■ Goal ■
Can you copy the lines from the one that contains "[831, 361], one" through the end of the material below, exactly and with nothing else?

■ Dataset extract ■
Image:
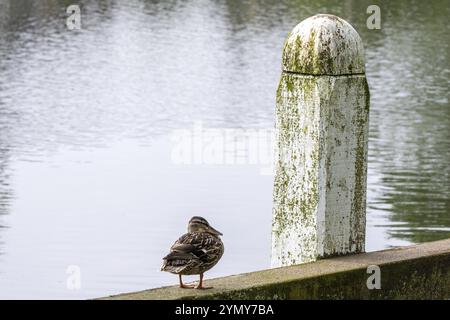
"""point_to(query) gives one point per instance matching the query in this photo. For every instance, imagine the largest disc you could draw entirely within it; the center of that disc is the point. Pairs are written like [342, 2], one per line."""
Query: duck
[195, 252]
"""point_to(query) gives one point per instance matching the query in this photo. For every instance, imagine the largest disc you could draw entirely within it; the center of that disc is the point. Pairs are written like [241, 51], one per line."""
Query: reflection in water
[86, 117]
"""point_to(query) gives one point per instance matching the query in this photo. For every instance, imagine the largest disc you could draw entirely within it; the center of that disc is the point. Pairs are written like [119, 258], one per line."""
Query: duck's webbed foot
[185, 286]
[200, 284]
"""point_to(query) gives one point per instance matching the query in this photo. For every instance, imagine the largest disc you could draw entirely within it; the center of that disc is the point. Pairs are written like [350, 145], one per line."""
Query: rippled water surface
[88, 118]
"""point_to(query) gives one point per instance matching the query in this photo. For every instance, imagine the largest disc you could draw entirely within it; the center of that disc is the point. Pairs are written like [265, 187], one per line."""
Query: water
[88, 179]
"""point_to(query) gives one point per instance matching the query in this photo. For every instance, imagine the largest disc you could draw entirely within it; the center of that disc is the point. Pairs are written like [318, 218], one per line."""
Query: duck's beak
[214, 231]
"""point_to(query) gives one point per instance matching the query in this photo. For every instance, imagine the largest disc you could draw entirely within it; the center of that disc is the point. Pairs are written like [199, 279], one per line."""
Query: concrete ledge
[414, 272]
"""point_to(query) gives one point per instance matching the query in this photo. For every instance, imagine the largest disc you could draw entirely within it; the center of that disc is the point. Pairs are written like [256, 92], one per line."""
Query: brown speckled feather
[193, 253]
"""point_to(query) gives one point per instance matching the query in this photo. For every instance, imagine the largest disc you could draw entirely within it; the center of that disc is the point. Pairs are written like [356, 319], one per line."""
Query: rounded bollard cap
[324, 44]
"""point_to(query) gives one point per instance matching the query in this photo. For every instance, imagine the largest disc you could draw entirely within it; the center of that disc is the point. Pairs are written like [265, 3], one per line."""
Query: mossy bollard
[321, 137]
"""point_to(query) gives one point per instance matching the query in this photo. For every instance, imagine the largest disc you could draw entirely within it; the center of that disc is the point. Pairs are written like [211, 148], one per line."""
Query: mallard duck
[194, 252]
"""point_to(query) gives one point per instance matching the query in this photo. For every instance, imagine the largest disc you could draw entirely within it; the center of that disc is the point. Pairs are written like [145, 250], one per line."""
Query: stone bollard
[321, 137]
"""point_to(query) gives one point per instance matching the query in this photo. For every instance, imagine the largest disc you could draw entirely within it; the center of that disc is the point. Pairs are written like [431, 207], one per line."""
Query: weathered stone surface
[413, 272]
[323, 45]
[321, 136]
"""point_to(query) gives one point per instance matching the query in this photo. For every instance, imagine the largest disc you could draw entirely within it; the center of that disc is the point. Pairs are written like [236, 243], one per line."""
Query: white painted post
[321, 132]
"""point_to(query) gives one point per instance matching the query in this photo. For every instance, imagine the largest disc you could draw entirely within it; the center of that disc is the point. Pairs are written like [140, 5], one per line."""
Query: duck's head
[199, 224]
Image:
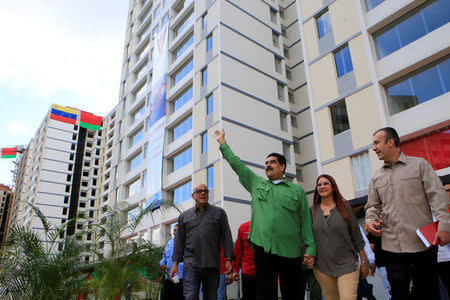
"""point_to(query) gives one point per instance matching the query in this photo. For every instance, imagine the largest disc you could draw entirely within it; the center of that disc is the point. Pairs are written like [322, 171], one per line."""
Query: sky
[56, 52]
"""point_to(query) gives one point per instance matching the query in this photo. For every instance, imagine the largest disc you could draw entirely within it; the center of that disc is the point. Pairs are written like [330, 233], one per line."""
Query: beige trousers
[344, 287]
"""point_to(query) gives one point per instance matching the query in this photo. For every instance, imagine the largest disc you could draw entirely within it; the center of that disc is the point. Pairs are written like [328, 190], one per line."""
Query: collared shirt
[245, 257]
[201, 234]
[167, 259]
[338, 242]
[404, 192]
[280, 212]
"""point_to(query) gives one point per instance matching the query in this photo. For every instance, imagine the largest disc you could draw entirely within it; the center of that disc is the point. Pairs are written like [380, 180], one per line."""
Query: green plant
[37, 267]
[125, 263]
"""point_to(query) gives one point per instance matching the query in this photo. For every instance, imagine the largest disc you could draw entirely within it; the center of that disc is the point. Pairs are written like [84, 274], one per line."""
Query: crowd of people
[289, 246]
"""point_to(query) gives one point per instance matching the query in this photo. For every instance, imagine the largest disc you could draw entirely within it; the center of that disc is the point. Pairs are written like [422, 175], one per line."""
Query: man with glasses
[403, 193]
[202, 231]
[280, 221]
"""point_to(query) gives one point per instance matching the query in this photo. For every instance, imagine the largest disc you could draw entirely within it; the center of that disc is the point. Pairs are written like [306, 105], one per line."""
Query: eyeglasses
[201, 191]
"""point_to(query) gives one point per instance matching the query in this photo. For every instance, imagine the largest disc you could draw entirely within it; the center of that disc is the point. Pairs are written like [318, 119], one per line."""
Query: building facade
[5, 202]
[383, 63]
[310, 79]
[59, 173]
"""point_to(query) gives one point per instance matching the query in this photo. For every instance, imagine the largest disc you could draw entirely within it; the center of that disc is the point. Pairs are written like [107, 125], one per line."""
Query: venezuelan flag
[90, 121]
[64, 114]
[8, 152]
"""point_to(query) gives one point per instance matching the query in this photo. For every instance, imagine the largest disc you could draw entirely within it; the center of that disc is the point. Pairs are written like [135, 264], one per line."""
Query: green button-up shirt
[280, 213]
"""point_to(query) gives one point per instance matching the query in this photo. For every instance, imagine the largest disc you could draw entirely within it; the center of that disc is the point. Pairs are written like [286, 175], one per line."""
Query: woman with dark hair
[338, 242]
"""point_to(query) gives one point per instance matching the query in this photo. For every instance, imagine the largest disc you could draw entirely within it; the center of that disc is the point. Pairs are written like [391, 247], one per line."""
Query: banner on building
[157, 120]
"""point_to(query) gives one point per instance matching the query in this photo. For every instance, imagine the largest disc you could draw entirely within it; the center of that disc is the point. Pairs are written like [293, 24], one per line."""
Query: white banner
[157, 120]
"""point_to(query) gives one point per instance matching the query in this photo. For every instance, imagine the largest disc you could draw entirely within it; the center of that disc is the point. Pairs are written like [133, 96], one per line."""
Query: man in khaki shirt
[402, 196]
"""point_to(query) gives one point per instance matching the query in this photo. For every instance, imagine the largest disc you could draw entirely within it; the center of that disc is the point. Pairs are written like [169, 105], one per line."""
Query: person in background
[444, 258]
[338, 241]
[201, 232]
[404, 193]
[222, 290]
[308, 282]
[380, 270]
[365, 289]
[245, 261]
[171, 290]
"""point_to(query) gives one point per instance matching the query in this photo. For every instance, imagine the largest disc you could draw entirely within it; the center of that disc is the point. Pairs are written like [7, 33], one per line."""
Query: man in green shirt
[280, 220]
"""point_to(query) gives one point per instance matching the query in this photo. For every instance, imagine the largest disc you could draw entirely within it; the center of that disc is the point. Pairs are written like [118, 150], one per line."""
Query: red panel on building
[435, 148]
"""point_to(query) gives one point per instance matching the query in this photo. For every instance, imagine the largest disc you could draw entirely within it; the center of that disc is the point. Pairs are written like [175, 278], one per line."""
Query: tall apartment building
[5, 202]
[371, 64]
[20, 179]
[236, 65]
[59, 173]
[310, 79]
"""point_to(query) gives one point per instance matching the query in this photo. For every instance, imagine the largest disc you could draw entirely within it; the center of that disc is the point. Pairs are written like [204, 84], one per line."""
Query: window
[294, 121]
[288, 74]
[280, 91]
[372, 3]
[286, 52]
[299, 174]
[185, 45]
[183, 71]
[323, 24]
[273, 16]
[283, 121]
[182, 128]
[343, 61]
[275, 39]
[137, 114]
[425, 84]
[184, 24]
[136, 137]
[133, 188]
[182, 159]
[412, 26]
[362, 171]
[339, 118]
[165, 19]
[209, 43]
[297, 147]
[204, 76]
[210, 175]
[291, 97]
[157, 11]
[141, 91]
[209, 104]
[134, 162]
[287, 152]
[182, 99]
[204, 137]
[278, 67]
[204, 21]
[182, 193]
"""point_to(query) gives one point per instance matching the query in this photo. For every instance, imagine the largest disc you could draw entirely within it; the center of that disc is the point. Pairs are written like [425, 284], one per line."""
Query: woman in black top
[338, 242]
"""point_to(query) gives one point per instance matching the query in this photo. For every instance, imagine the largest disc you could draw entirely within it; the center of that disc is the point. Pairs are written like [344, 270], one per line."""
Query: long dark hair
[337, 197]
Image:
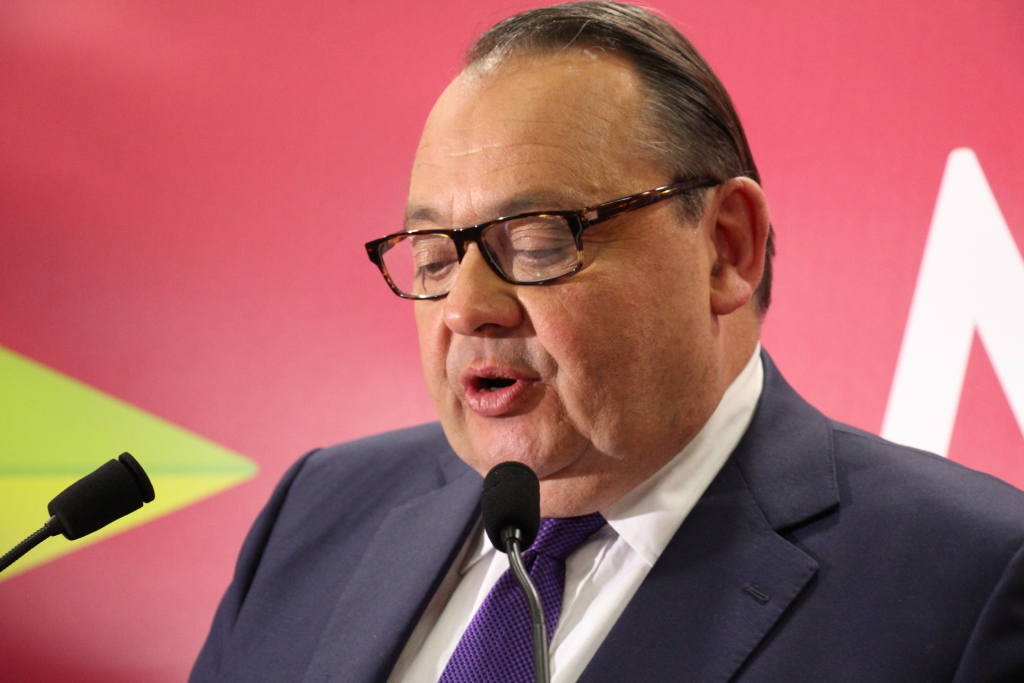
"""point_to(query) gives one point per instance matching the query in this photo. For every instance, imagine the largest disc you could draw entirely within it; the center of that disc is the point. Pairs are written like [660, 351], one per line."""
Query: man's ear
[737, 220]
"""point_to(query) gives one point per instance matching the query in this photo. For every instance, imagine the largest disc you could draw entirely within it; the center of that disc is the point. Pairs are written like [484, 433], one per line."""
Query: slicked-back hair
[692, 125]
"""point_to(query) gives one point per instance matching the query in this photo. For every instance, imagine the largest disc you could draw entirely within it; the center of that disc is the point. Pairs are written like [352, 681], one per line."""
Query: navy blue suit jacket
[819, 553]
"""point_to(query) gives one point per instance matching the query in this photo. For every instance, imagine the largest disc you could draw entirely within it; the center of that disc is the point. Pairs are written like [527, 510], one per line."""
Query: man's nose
[480, 302]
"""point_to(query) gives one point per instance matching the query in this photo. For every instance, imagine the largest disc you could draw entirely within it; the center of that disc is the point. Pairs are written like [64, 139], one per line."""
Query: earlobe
[738, 224]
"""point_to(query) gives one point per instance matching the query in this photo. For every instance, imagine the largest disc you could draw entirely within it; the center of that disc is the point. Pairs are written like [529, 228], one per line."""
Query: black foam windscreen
[118, 487]
[511, 498]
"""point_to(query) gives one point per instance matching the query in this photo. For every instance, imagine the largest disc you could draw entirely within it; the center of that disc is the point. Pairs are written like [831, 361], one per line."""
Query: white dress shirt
[605, 571]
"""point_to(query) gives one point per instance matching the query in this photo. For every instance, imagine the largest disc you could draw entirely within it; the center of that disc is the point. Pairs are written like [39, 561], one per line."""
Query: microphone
[511, 507]
[112, 492]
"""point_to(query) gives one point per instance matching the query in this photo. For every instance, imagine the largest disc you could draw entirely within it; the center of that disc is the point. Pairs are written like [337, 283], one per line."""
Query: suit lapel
[728, 574]
[401, 568]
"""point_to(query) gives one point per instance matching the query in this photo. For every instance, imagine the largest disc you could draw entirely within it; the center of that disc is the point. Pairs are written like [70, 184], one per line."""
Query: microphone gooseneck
[118, 487]
[511, 508]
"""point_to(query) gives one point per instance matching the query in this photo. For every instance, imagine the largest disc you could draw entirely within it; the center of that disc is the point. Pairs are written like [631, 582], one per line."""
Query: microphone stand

■ Exercise output ■
"""point_to(query) gives one point per instance matching the query in this photo. For every instance, imagine the largest disc you could draw entirely within it; the center of that disc is the point. Pairs are written like [831, 361], one per line."""
Query: white dress shirt
[605, 571]
"""point_to(query) gives one point per instance matching the query in this photo. For every instance, imagine the largest disc you could draw entirely within it; the center of that disc is the point. Pairs are written like [39, 561], one per line."""
Query: microphone
[511, 507]
[112, 492]
"""point_to(query) gives one point per instance matching the query in this photo. For every instance, imagine the largest disc you could draw entirely within it; the center of that disc is the point. Pairs are written like [337, 283], one per line."""
Query: suit lapel
[728, 574]
[401, 568]
"""point_to(query) gives one point per instance matching the query in this photo. For every instance, imagine the largest disc you could draw entirely within it; the center of that disc is the point. Pairs are written like [70, 184], one per line."""
Query: microphone gooseneck
[118, 487]
[511, 508]
"""point_to(query) gives one point per instance matching the query in this photo. For every instance, imagine the largest disc you could draw entirely within it; the center of that disc is the point. Pairs are written like [631, 582], one per line."""
Query: microphone stand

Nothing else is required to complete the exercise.